Stored items from a collection
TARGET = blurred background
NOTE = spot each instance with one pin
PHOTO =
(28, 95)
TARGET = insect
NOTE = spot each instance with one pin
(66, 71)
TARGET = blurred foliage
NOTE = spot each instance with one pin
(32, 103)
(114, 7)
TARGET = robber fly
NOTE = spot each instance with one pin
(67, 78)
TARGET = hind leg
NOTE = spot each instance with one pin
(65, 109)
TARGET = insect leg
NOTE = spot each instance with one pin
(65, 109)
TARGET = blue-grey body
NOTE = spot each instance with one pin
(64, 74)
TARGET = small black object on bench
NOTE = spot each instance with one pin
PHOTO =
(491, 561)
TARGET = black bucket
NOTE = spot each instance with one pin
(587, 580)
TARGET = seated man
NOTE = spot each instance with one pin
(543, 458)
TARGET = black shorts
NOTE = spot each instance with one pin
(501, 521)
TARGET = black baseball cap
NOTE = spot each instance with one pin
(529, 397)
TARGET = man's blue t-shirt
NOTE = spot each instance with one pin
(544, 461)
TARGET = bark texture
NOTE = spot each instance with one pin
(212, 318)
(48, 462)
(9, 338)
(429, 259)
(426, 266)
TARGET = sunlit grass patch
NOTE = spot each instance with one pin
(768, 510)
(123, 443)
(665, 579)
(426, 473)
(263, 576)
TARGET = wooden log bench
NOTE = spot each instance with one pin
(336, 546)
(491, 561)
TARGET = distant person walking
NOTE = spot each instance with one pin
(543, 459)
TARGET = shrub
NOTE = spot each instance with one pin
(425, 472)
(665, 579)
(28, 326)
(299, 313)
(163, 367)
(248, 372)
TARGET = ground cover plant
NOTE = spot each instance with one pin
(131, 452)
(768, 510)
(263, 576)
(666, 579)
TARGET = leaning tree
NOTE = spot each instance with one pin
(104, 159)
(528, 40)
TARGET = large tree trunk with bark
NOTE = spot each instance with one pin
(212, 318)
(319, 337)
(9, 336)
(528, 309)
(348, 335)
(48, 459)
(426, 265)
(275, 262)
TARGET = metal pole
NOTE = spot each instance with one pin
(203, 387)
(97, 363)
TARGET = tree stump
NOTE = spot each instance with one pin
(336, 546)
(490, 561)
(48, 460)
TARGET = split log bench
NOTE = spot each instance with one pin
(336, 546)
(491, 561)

◆ **Short task**: Copy all of the data. Keep every word exactly as it is.

◆ **Response to this exercise**:
TARGET = blurred background
NOTE = spot each instance with one pin
PHOTO =
(28, 95)
TARGET = insect
NOTE = spot each instance with one pin
(66, 71)
TARGET = blurred foliage
NOTE = spot each instance with one pin
(32, 103)
(114, 7)
TARGET = robber fly
NOTE = spot each instance with one pin
(67, 78)
TARGET = hind leg
NOTE = spot each instance with one pin
(65, 109)
TARGET = insect leg
NOTE = spot each instance with one pin
(65, 109)
TARGET = blue-grey body
NOTE = spot each instance with one pin
(64, 74)
TARGET = small black object on bench
NOTE = spot each instance with one pin
PHOTO =
(491, 561)
TARGET = black bucket
NOTE = spot each instance with one pin
(587, 580)
TARGET = seated man
NOTE = spot each instance with one pin
(543, 458)
TARGET = black shorts
NOTE = spot each instance with one pin
(501, 521)
TARGET = black baseball cap
NOTE = spot each instance with one pin
(529, 397)
TARGET = man's blue t-shirt
NOTE = spot each instance with one pin
(544, 461)
TARGET = bark texture
NOTE = spot each instance with one pin
(212, 318)
(48, 462)
(9, 338)
(429, 259)
(426, 266)
TARGET = sunlit grass patch
NOTE = spot each instance with one pin
(768, 510)
(123, 443)
(665, 579)
(426, 473)
(263, 576)
TARGET = wooden log bench
NOTE = spot each instance with one pin
(336, 546)
(491, 561)
TARGET = distant person walking
NOTE = spot each instance with one pin
(543, 459)
TARGET = shrub
NOTE = spot each instance with one pin
(425, 472)
(665, 579)
(28, 326)
(299, 313)
(163, 367)
(248, 372)
TARGET = ground cover plant
NOTE = spot each instance with one pin
(131, 452)
(768, 510)
(263, 576)
(666, 579)
TARGET = leaning tree
NOTE = spot each instance with one pin
(104, 159)
(528, 40)
TARGET = large tree trunk with bark
NOTE = spot each instance with one pin
(212, 318)
(319, 337)
(9, 336)
(528, 309)
(348, 335)
(48, 459)
(426, 265)
(275, 262)
TARGET = metal pole
NOTE = spot each instance with one pin
(203, 387)
(97, 363)
TARGET = tree stump
NOTE = spot each instance with one pin
(336, 546)
(490, 561)
(48, 460)
TARGET = split log bench
NOTE = spot each instance with one pin
(336, 546)
(491, 561)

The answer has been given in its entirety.